WORK TO COMPLETE | The entries should each be set down again precisely.

EXERCISE INPUT |
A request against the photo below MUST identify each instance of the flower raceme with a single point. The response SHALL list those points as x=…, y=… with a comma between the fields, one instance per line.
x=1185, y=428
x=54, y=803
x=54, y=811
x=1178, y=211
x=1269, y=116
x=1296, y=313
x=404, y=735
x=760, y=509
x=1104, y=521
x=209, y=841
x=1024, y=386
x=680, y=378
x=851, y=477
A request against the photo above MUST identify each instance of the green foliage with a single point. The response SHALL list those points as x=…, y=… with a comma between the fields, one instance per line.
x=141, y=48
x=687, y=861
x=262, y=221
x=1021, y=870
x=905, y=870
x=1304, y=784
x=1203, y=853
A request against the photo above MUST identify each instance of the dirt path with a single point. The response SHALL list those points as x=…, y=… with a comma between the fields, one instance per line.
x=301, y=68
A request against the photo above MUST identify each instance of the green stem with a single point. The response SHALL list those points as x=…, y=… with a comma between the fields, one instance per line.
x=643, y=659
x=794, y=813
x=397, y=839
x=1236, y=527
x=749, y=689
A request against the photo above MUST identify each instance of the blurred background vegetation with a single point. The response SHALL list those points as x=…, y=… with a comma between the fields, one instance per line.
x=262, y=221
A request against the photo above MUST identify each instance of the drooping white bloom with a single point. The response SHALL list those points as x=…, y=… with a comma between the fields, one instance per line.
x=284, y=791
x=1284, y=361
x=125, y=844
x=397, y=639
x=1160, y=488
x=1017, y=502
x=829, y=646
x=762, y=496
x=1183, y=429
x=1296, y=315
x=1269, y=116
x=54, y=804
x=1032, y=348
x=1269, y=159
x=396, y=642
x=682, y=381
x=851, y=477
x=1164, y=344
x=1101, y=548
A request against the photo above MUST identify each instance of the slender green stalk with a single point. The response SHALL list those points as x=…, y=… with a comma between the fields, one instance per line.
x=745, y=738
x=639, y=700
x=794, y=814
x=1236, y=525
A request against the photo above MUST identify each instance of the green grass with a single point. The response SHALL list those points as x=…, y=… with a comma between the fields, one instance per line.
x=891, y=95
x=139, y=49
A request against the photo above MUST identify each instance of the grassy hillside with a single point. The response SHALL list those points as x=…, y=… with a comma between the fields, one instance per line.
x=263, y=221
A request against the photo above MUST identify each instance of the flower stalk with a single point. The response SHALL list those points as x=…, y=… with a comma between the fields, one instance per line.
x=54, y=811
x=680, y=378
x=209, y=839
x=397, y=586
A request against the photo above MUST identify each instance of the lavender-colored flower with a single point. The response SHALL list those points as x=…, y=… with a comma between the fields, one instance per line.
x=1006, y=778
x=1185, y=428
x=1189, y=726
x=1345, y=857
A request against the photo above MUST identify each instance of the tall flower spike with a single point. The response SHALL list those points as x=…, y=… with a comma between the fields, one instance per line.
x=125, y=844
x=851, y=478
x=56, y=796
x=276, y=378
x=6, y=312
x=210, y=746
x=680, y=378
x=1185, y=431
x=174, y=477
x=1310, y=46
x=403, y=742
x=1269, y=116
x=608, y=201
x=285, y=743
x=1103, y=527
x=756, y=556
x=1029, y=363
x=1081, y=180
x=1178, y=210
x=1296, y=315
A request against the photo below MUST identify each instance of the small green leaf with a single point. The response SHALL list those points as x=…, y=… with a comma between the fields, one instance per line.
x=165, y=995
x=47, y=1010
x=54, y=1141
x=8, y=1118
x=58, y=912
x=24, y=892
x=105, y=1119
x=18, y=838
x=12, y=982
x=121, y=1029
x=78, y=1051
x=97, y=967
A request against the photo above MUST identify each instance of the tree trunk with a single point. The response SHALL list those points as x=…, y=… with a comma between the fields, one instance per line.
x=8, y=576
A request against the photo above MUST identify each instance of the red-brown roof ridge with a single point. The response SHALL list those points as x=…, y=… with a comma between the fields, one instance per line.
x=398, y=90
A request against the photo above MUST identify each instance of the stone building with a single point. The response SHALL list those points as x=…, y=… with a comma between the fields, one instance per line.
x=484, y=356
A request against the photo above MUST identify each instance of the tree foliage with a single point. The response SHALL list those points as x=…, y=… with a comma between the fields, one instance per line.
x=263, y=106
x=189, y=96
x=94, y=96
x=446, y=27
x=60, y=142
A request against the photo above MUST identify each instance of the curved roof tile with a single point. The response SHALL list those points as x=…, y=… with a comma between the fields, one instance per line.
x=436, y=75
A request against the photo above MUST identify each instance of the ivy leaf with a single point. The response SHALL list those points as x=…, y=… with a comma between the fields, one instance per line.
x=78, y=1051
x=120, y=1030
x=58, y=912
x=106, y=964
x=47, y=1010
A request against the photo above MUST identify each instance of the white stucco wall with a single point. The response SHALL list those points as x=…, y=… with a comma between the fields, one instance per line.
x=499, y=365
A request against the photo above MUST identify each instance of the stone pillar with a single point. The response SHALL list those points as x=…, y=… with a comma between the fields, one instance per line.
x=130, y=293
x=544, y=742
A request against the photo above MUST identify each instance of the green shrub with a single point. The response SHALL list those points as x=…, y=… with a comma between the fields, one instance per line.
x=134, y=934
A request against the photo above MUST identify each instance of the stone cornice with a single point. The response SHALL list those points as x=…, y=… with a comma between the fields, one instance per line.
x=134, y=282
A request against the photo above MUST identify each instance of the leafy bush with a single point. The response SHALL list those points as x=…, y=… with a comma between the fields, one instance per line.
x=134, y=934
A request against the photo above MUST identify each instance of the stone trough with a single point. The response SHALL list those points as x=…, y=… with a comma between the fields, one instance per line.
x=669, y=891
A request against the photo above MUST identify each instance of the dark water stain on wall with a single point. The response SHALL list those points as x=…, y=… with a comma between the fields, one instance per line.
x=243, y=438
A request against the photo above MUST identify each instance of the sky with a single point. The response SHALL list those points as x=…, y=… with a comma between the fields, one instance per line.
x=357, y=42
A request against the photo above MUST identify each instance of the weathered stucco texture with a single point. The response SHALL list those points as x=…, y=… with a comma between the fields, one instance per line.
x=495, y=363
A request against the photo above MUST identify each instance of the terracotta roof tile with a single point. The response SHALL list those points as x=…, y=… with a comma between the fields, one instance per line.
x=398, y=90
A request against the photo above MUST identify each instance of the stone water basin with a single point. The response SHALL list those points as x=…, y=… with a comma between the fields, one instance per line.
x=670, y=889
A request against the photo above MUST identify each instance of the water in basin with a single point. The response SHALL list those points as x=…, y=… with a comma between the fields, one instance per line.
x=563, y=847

ANSWER SPACE |
A request against the photo below MUST identify each instance of the flower raceme with a single point. The response SHALL list those points as x=…, y=… with a comma between the fields, one instance per line.
x=1185, y=428
x=54, y=803
x=54, y=811
x=1178, y=211
x=1269, y=116
x=1296, y=313
x=404, y=735
x=760, y=509
x=1104, y=521
x=209, y=841
x=1024, y=386
x=680, y=378
x=851, y=477
A request against the photo above MUST identify each instance of the green foliage with a single point. The response SHALL list those points as x=…, y=… with a comma between the fields, one instance per line.
x=141, y=48
x=687, y=861
x=262, y=221
x=1021, y=870
x=905, y=870
x=1304, y=784
x=1203, y=853
A request against the photo above MUST identify each instance of the dirt path with a single point. The response SHALL list those points as x=…, y=… with a comma between the fields, one instance per line.
x=301, y=68
A request against the photo above MUST identify each instance of the green stem with a single point. The response SHALL list those points as x=…, y=… with a comma between the fields, one instance per line.
x=643, y=659
x=794, y=813
x=397, y=839
x=1236, y=527
x=749, y=689
A request against the photo above MUST identify each instance of the blurred background vegetation with a single point. The response SHALL list those points as x=…, y=… with a comma between the fields, one instance per line.
x=262, y=221
A request against the photo above MUST identify each instance of the drooping white bloom with a single point. The response SHALL list those points as x=…, y=… with a comma between the fields, one instance per line.
x=284, y=791
x=1284, y=361
x=125, y=844
x=397, y=639
x=1160, y=488
x=1017, y=502
x=829, y=646
x=762, y=496
x=1183, y=429
x=1296, y=315
x=1269, y=116
x=54, y=804
x=1032, y=348
x=1269, y=159
x=396, y=642
x=682, y=381
x=851, y=477
x=1164, y=344
x=1101, y=548
A request against the photo above MUST identify each instance of the slender green stalk with a single point. The response SHALL list those points as x=…, y=… with a comma between the fields, one instance per line.
x=745, y=738
x=639, y=700
x=794, y=814
x=1236, y=525
A request against the photo above MUST identify each instance of the green grass with a single point. The response SHALL list those points as x=…, y=… with a comma between the fields, one instance per line.
x=891, y=95
x=139, y=49
A request against the photo above MUST identify each instance of the grassy hillside with a single point. The response SHALL list those points as x=…, y=… with a comma between the fields, one instance per line.
x=263, y=221
A request against the photo above MUST identify each instance of the flower stalk with a single point. The response SHALL list those points as x=…, y=… with a comma between the fields, one instance per line.
x=54, y=811
x=680, y=378
x=209, y=839
x=397, y=586
A request against the photo above MUST identify each instance of the lavender-colored flower with a single point. The response SHALL list those points as x=…, y=… with a comma between the fields, one instance per line.
x=1006, y=778
x=1185, y=428
x=1189, y=726
x=1345, y=857
A request against the photo above MUST identify each instance of the tall flower spike with a single point. The response SHALL list those points as x=…, y=… with a comma between the fields, one instance per line.
x=125, y=844
x=851, y=478
x=56, y=796
x=276, y=378
x=6, y=312
x=210, y=746
x=680, y=378
x=1185, y=431
x=174, y=477
x=1310, y=46
x=403, y=742
x=1269, y=116
x=608, y=201
x=285, y=743
x=1103, y=527
x=756, y=556
x=1029, y=363
x=1081, y=180
x=1178, y=210
x=1296, y=315
A request against the photo below MUST identify each instance of the small green leaf with a single point. The response SHALL list those points as x=…, y=… with a comma between the fields, one instance per line.
x=165, y=995
x=47, y=1010
x=54, y=1141
x=8, y=1118
x=58, y=912
x=24, y=892
x=105, y=1119
x=18, y=838
x=12, y=982
x=121, y=1029
x=78, y=1051
x=97, y=967
A request against the photo above MUST identify each instance of the tree trunk with a single point. The response SHALL list those points as x=…, y=… with a comma between the fields, one instance per line.
x=8, y=576
A request against the photo above MUST identify each instance of the red-brown roof ridge with a single point. The response SHALL list those points as x=…, y=… with a comma between the fields, one instance per line.
x=398, y=90
A request against the photo above MUST identify each instance of the stone building with a single point. The response SHALL list those points as x=…, y=… with a comma between the fields, one instance per line.
x=484, y=356
A request against the photo above MUST identify each instance of the tree foliage with a single point. The response SHALL list those points as x=…, y=… with a comma between the fields, one instance per line.
x=263, y=106
x=189, y=96
x=94, y=96
x=446, y=27
x=60, y=142
A request against the photo above MUST identify each instance of the curved roof tile with a single point. The response SHALL list those points as x=…, y=… with a comma between the fields, one instance per line.
x=436, y=75
A request against the photo above MUST identify each instance of the ivy leaf with a single point. The response SHALL list those points as x=…, y=… with a comma between the fields, one instance per line.
x=78, y=1051
x=120, y=1030
x=58, y=912
x=106, y=964
x=47, y=1010
A request against the photo above MUST identify each instance of the white stucco wall with a single point. The response SHALL list those points as x=…, y=… with a comma between the fields, one instance per line.
x=499, y=365
A request against the photo above MUST identify each instance of the stone pillar with a single point. The response SHALL list those points as x=…, y=… with a comma between the fields, one instance per line.
x=130, y=293
x=544, y=742
A request against the photo above MUST identify each instance of the green shrub with a single point. The response SHALL list those points as x=…, y=… with a comma between the fields, one instance per line.
x=134, y=934
A request against the photo above MUST identify each instance of the stone cornice with a single point. The response SHALL list those points as x=…, y=… with a comma between the fields, one instance per line.
x=134, y=282
A request against the photo above MUST identify each instance of the leafy bush with a single point. The response SHALL list those points as x=…, y=… with a comma between the fields, one instance per line.
x=134, y=934
A request against the photo above MUST identify each instance of the stone trough with a single point. The response SHALL list those points as x=…, y=… with a comma between the fields, one instance per line.
x=669, y=891
A request against the photo above MUST identify each instance of the dark water stain on wall with a single point. The response SHALL list those points as x=…, y=… with a comma between the fields, one instance per line.
x=243, y=438
A request against the photo above MUST identify each instance of the sky with a single point. The response SHALL list those points as x=…, y=… with a comma between the fields, one instance per line.
x=357, y=42
A request against the photo above MUST identify each instance of the weathered stucco texture with a single point. The response SHALL list those points as x=…, y=… with a comma between the fields, one instance per line.
x=495, y=363
A request against the photo above MUST identify each instance of the terracotta roof tile with a single point. The response SHALL list those points as x=…, y=… with a comma between the fields, one instance per line.
x=398, y=90
A request against the photo above MUST identify each instance of the stone water basin with a single point. The response SHALL list those points as x=…, y=… with a comma between the fields, one instance per line.
x=670, y=889
A request against the photo above MUST identify each instance of the water in basin with a single point. The response SHALL list those points as x=…, y=… with a comma between the fields, one instance per line.
x=563, y=847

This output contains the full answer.